#### Supplied data
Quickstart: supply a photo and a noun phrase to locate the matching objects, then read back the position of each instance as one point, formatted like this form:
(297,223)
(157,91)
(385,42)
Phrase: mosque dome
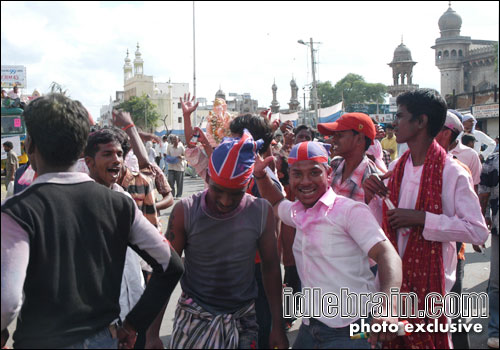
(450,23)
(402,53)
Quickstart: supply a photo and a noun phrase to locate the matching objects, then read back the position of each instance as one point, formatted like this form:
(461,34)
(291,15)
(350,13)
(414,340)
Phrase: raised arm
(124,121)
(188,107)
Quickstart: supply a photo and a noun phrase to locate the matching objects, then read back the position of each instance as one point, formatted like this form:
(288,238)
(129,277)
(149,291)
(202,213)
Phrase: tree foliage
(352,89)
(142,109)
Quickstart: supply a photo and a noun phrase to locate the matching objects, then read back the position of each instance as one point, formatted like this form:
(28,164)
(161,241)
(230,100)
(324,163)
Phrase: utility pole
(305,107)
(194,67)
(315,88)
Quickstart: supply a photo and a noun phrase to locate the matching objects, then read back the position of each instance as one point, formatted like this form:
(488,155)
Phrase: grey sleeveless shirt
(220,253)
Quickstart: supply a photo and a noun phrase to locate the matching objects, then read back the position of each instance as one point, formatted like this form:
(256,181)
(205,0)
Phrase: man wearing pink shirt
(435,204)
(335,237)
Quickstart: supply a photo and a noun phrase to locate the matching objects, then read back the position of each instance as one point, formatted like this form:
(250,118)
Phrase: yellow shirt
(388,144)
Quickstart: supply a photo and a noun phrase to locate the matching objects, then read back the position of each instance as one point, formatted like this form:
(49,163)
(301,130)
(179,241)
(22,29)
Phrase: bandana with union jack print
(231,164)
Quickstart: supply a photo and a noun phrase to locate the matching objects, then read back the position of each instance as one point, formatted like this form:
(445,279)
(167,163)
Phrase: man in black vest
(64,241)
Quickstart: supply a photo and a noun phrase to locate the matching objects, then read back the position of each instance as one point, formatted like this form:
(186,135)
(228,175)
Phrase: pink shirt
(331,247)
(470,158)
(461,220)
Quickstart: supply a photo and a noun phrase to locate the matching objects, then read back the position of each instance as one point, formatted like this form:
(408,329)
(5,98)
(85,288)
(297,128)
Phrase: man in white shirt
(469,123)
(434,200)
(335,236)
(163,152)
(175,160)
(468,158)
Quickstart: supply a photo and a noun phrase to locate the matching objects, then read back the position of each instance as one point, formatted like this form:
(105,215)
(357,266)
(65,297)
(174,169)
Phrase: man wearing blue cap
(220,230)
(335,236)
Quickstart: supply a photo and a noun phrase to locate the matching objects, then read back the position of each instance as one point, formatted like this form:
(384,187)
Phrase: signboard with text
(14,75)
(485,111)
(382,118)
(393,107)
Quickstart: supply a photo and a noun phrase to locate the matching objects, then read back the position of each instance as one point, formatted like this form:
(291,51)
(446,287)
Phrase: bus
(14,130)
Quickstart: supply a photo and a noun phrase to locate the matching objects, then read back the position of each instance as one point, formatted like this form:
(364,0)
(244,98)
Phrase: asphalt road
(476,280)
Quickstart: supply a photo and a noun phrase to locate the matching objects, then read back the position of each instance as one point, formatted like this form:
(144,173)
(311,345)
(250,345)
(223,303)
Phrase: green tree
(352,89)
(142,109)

#### Exercise details
Make an exact copy of the listing above. Do not include the pictures.

#### Answer to the problem
Quickstart: supply a photo and a noun phrase to locate the matching objects, then read back the position of each instance as one point, formatted like this form:
(297,223)
(157,91)
(385,42)
Phrase: mosque dome
(450,23)
(402,53)
Quickstart: supply a photo and a noun phrase to locate the matching objects, then read back the position of each instance as one point, formatted like this form:
(461,34)
(291,15)
(350,13)
(414,340)
Phrase: raised arm
(124,121)
(188,107)
Quickstart: supply a photo and a noun phrase to locate the matching objects, then read back the position of each instance as one point, formatted like this form:
(288,238)
(129,277)
(149,291)
(202,213)
Phrase: tree foliage
(352,89)
(142,109)
Quickstart: supply a photo and a noun phrase to locate the matching objects, then read back the position of each instance as one point, formatted like this form:
(28,164)
(161,241)
(230,100)
(324,163)
Phrase: utility pole
(305,107)
(194,67)
(315,88)
Quickstart: supply a photo and a noun phrase to locate the matching objects, then read back the position of each instance as one point, formatted like this form:
(488,155)
Phrase: grey sleeveless shirt
(220,253)
Quickstart: supply a photo and a noun phrase to locate the matching objects, then read back the position of each instance as one point, formatted like this form:
(256,181)
(205,0)
Phrase: man wearing pink shirt
(435,204)
(335,237)
Quickstart: supply a photo and a noun phrase to locate the matching objects, then read back the position of each instance as one point, formatted like this form:
(250,118)
Phrase: yellow shirt
(388,144)
Quickstart: supply a photo and a noun phrase to locate the matching objects, then read back the position of each instance as one point, formatted like this form:
(49,163)
(301,130)
(179,241)
(22,29)
Phrase: bandana with union jack print
(231,164)
Quickstart: supply a photo and a noun phrase to locate the matching objects, then read back the position of each instance as one point, formatted like this form:
(445,279)
(167,163)
Phrase: man in black vest
(64,241)
Quickstart: supply a photo and a noun phrase to locate the matching objects, then read back the position of each instance as one point, formatted like this form:
(186,135)
(228,175)
Phrase: pink shirt
(331,247)
(470,158)
(461,220)
Quickstart: supply a photo and a noun phrase to locate the matching objects, then read back the position of each instance as one point, formatted like this form:
(408,329)
(5,98)
(85,288)
(297,128)
Phrase: man in white shirt
(469,123)
(434,200)
(335,236)
(163,152)
(175,160)
(468,158)
Quickstart: supply a photo and a noun phrase to locate the matching objects, then read back the position of each instance as one point, formatted like this form:
(105,215)
(357,266)
(65,297)
(174,169)
Phrase: man wearing blue cap
(220,230)
(335,236)
Quickstart: supply a photo and a noun phrase to locate the matching objects, then read back the position of each instance as one point, formatted like this form:
(384,187)
Phrase: signboard with text
(14,75)
(485,111)
(382,118)
(393,107)
Quickstart: supply a photo and a noun phrase to locate the matching objects, then read back the position of each instance as one point, formatted like this form:
(291,51)
(446,287)
Phrase: bus
(14,130)
Quickstart: supply a photo and a noun phrase to locate the matching objects, then read back the position of each instance as one point, formatted like this form:
(364,0)
(244,98)
Phrase: asphalt road
(476,280)
Quickstart: supply a photo and a noun phrase to locate the matching objects, then read back the position of each instance as one point, formatted like this form:
(144,173)
(311,345)
(250,345)
(223,303)
Phrase: green tree
(352,89)
(142,109)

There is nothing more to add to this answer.